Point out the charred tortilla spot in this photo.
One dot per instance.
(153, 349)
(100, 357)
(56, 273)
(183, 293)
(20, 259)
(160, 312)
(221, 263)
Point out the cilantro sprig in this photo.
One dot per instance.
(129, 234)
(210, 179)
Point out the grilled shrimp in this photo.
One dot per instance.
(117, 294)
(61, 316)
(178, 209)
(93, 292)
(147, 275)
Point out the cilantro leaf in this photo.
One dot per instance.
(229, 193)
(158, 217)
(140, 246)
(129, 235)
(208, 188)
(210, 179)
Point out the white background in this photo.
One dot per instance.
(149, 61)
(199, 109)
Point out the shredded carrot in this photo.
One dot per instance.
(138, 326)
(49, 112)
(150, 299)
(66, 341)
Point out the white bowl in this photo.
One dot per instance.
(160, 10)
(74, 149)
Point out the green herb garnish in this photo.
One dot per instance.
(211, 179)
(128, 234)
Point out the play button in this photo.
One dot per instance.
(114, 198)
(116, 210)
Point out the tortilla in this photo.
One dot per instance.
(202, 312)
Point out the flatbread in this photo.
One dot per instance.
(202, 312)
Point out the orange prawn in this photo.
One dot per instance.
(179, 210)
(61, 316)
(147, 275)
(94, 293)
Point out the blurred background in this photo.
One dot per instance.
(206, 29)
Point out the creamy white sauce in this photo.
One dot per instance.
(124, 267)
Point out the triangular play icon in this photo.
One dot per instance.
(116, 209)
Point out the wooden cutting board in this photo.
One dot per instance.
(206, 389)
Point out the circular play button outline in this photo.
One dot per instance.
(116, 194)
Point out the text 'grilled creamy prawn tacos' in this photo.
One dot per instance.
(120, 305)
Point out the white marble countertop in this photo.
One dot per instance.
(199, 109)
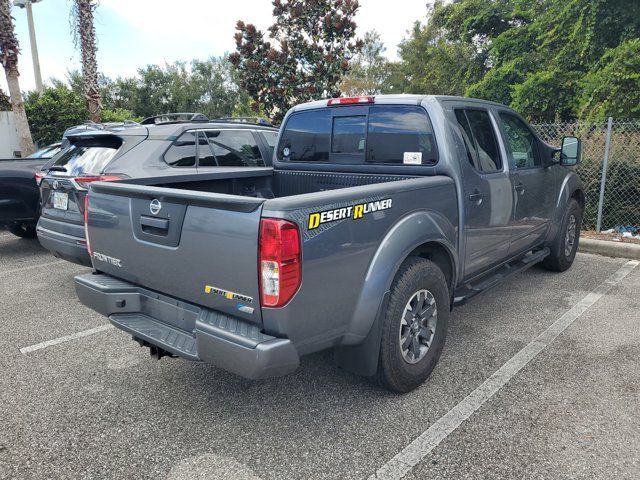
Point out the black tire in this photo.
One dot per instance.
(23, 231)
(563, 249)
(395, 370)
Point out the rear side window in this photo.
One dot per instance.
(307, 137)
(183, 152)
(480, 140)
(88, 156)
(392, 135)
(235, 148)
(271, 138)
(520, 142)
(400, 135)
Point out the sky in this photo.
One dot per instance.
(134, 33)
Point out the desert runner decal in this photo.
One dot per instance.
(101, 257)
(226, 294)
(353, 212)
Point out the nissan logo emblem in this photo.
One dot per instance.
(155, 206)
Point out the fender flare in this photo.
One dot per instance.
(571, 184)
(361, 342)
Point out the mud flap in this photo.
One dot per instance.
(362, 359)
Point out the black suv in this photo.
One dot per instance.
(167, 145)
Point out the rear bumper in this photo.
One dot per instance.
(63, 245)
(187, 330)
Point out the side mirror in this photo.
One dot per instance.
(571, 151)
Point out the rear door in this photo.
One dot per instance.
(197, 246)
(532, 182)
(487, 193)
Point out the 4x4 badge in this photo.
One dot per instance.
(155, 206)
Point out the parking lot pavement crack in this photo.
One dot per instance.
(29, 267)
(419, 448)
(66, 338)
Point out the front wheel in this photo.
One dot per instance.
(23, 231)
(415, 325)
(565, 245)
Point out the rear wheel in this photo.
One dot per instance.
(565, 245)
(23, 231)
(415, 325)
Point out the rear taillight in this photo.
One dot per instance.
(280, 262)
(85, 180)
(350, 101)
(39, 176)
(86, 222)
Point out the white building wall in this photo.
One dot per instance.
(8, 135)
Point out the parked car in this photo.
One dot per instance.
(379, 215)
(169, 145)
(19, 194)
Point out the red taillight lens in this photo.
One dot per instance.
(350, 100)
(280, 263)
(86, 222)
(84, 180)
(39, 176)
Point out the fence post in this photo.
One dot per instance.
(603, 181)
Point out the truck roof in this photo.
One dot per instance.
(398, 99)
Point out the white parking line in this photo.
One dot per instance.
(67, 338)
(22, 269)
(417, 450)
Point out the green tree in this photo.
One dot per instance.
(84, 34)
(5, 102)
(312, 43)
(53, 111)
(613, 87)
(59, 107)
(369, 71)
(9, 50)
(205, 86)
(546, 58)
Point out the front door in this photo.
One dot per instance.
(533, 184)
(488, 199)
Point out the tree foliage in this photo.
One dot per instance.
(310, 45)
(369, 72)
(9, 50)
(59, 107)
(84, 33)
(547, 58)
(5, 102)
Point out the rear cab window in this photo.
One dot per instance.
(87, 156)
(270, 138)
(378, 134)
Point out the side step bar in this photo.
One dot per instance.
(470, 289)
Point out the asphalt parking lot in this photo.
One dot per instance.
(540, 378)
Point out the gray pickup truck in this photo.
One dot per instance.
(379, 214)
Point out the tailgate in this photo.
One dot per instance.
(196, 246)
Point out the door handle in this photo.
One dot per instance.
(476, 196)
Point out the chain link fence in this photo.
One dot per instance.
(620, 204)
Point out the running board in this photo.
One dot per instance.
(509, 269)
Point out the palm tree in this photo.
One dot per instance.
(9, 50)
(85, 35)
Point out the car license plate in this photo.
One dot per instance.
(60, 200)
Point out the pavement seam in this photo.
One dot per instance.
(66, 338)
(419, 448)
(21, 269)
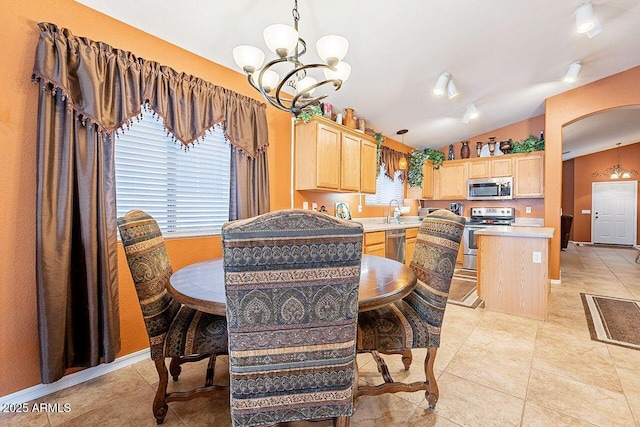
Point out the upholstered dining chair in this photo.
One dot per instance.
(415, 321)
(175, 331)
(291, 282)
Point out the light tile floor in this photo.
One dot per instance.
(493, 370)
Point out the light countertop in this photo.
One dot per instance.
(520, 231)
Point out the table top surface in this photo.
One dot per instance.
(201, 285)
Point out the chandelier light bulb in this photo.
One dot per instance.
(249, 58)
(572, 72)
(441, 84)
(342, 73)
(332, 48)
(281, 39)
(584, 18)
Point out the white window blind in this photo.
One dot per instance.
(386, 190)
(187, 192)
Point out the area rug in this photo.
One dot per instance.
(613, 320)
(464, 288)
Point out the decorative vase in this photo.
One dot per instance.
(464, 151)
(349, 121)
(492, 145)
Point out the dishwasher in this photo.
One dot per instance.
(395, 245)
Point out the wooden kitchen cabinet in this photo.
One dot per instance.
(411, 235)
(529, 175)
(427, 180)
(452, 180)
(374, 243)
(332, 157)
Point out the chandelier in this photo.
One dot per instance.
(286, 43)
(616, 171)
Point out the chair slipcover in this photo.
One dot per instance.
(291, 281)
(415, 321)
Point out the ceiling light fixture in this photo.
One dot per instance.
(441, 84)
(470, 114)
(572, 72)
(402, 163)
(585, 19)
(616, 171)
(285, 42)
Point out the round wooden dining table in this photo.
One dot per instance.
(201, 285)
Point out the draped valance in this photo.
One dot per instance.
(390, 158)
(106, 86)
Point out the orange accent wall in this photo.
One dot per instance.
(618, 90)
(18, 104)
(579, 184)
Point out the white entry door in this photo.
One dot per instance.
(614, 210)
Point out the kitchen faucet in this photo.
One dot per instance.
(396, 217)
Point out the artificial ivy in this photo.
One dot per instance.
(416, 161)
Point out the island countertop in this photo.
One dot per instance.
(520, 231)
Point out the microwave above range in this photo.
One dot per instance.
(490, 188)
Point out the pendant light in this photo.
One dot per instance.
(403, 163)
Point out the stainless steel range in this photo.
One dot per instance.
(482, 218)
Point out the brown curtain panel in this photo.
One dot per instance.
(88, 92)
(391, 160)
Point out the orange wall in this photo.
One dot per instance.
(580, 184)
(618, 90)
(18, 103)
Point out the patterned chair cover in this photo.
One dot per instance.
(175, 331)
(291, 280)
(416, 320)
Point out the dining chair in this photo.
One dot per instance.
(175, 331)
(291, 283)
(416, 320)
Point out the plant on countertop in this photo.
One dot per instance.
(416, 161)
(307, 114)
(529, 144)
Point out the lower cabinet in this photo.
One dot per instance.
(410, 236)
(374, 243)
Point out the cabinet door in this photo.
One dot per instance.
(427, 180)
(479, 169)
(529, 176)
(368, 170)
(453, 181)
(350, 163)
(328, 158)
(501, 167)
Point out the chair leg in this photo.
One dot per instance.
(432, 394)
(341, 421)
(160, 406)
(174, 368)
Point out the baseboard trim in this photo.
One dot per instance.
(40, 390)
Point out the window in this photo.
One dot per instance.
(187, 192)
(386, 190)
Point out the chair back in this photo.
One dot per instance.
(150, 269)
(433, 262)
(291, 282)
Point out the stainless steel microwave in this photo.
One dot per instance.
(490, 188)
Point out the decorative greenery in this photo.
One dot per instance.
(380, 139)
(530, 143)
(416, 161)
(307, 114)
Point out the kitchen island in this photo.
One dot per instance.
(513, 269)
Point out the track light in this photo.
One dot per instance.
(584, 18)
(452, 90)
(470, 114)
(441, 84)
(572, 72)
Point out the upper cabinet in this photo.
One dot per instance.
(529, 175)
(332, 157)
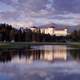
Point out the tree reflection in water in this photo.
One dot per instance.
(60, 53)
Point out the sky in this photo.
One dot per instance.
(38, 12)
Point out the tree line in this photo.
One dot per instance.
(11, 34)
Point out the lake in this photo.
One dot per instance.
(40, 62)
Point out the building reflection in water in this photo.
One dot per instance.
(41, 53)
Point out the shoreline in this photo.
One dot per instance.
(18, 45)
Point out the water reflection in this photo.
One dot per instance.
(39, 53)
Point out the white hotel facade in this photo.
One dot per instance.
(51, 31)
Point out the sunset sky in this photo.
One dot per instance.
(38, 12)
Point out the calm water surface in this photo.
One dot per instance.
(47, 62)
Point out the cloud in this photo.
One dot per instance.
(39, 12)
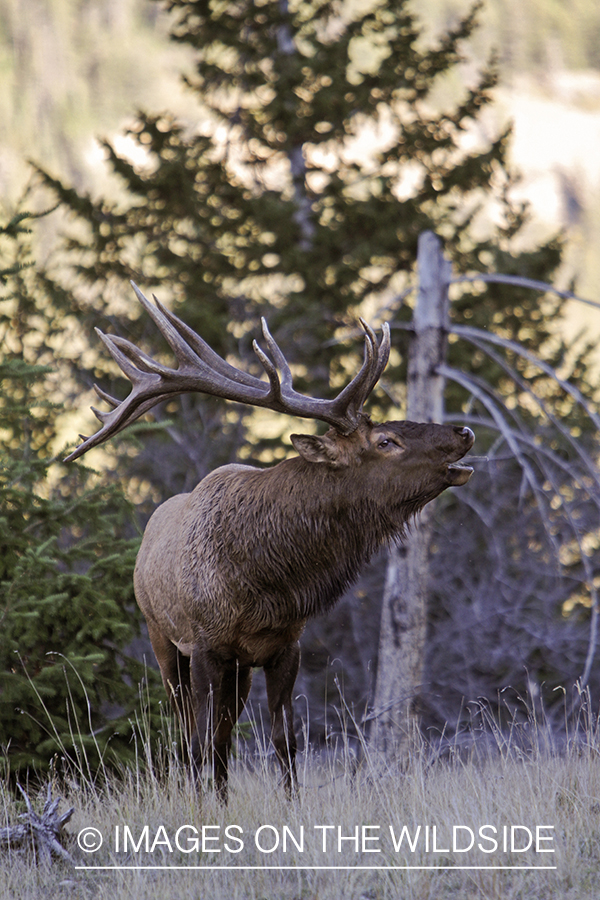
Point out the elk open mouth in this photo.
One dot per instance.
(458, 474)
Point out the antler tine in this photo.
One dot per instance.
(277, 354)
(201, 369)
(354, 395)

> **Work required**
Lay out everything from the line containing "Point out the stainless steel microwave" down to the end of the entries as a two-column CSV with the columns entry and answer, one row per entry. Put each entry's text and its answer in a single quoted field with line breaks turned into spaces, and leave the pictures out.

> **Written response**
entry,answer
"Point out the stainless steel microwave in this photo. One dot per instance.","(490, 188)"
"Point out the decorative greenery in this photo. One dot per instance.","(380, 139) (530, 143) (416, 161) (307, 114)"
"Point out the kitchen island in this photo. One dot per instance.","(513, 269)"
"Point out the track light in this photo. One dot per instance.","(584, 18) (452, 90) (470, 114) (441, 84) (572, 72)"
"Point out the upper cabinet in this photo. One dot per instance.","(529, 175) (332, 157)"
"Point out the tree reflection in water in this photo. One dot per instance.","(60, 53)"
"Point out the sky in this photo. One dot per instance.","(38, 12)"
"Point out the tree line in this photo. One dot per instance.","(11, 34)"
"Point out the lake in this photo. One dot per instance.","(40, 62)"
"Point out the building reflection in water in this photo. One dot per instance.","(41, 53)"
"Point out the shoreline in this photo. One dot per instance.","(18, 45)"
"Point out the water reflection in this photo. One dot per instance.","(39, 53)"
"Point out the white hotel facade in this photo. One dot per instance.","(51, 31)"
"Point out the sunset sky in this photo. One dot per instance.","(38, 12)"
"Point out the calm water surface in this photo. One dot per instance.","(47, 62)"
"Point out the cloud in this photo. One dot per instance.","(39, 12)"
"Point out the elk open mouth in this photo. One dot per instance.","(458, 474)"
"Point out the antler tine in this photo. One dot per instance.","(277, 354) (201, 369) (354, 395)"